Tracheostomy in COVID Times

Department of Anesthesiology and Critical Care, Medanta – The Medicity, Gurugram, India
Address for correspondence Yatin Mehta Department of Anesthesiology and Critical Care Medanta – The Medicity, Gurugram India yatinmehta@gmail.com
Licence
This is an open access article published by Thieme under the terms of the Creative Commons Attribution-NonDerivative-NonCommercial License, permitting copying and reproduction so long as the original work is given appropriate credit. Contents may not be used for commercial purposes, or adapted, remixed, transformed or built upon. (https://creativecommons.org/licenses/by-nc-nd/4.0/)
Disclaimer:
This article was originally published by Thieme Medical and Scientific Publishers Pvt. Ltd. and was migrated to Scientific Scholar after the change of Publisher.

Tracheostomy is a well-established procedure which is performed in critically ill adults requiring prolonged invasive ventilation. Transoral endotracheal tubes are poorly tolerated, have risk of dislodgement, require more sedation, and limits movement and communication, while tracheostomy has been shown to improve patient comfort and facilitate weaning and better respiratory tract toilet. The common indications of tracheostomy in ICU are prolonged ventilation weaning from ventilator support, tracheobronchial toileting and secretion management, upper airway obstruction and permanent airway control in malignancies, trauma or neurological conditions. Although a commonly performed procedure, certain questions about tracheostomy such as optimum timing and selection of patients still remain to be fully resolved.

The COVID pandemic has not only led to the emergence of a multitude of new issues but has also challenged established practices. For example, fear of intubation, state of” happy hypoxia,” possibility of different pathophysiology, etc. were all such factors which might have impacted the decision to intubate many COVID patients. Tracheostomy in COVID patients is another such area where medical fraternity was hauled “back to square one” in many ways. Questions challenging otherwise established opinions and practices regarding the need for, safety, optimum method and timing, and safest method of tracheostomy have resurfaced in the context of COVID.

As per one estimate from the US, > 20% of hospitalized COVID patients needed intubation at least once.1 Studies from other researchers indicate that 10 to 15% of hospitalized COVID patients require mechanical ventilation.2, 3, 4 A significant proportion of intubated COVID patients have been reported to need prolonged ventilation.1 Addressing the role of tracheostomy in COVID patients is therefore a very logical step.

----

» **Task to complete**: According to the tracheostomy excerpt, what share of hospitalized COVID patients needed intubation at least once, as estimated in the US?

» **Data section**:
----

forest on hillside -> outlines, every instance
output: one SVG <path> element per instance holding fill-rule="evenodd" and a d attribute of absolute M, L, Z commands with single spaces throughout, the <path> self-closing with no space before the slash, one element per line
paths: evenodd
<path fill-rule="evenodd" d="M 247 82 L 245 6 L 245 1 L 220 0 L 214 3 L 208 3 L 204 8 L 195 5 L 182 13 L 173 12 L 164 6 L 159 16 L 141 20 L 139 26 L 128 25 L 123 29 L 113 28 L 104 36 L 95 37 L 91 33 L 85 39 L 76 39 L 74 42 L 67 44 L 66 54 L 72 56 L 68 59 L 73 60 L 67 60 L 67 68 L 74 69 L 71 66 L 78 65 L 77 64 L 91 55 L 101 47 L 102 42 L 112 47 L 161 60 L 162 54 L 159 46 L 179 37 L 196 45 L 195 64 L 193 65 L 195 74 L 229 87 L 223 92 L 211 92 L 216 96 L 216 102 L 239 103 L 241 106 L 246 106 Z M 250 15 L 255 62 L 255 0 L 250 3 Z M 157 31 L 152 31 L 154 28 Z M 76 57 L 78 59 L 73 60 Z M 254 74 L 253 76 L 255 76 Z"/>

----

» **Task output**: More than 20%.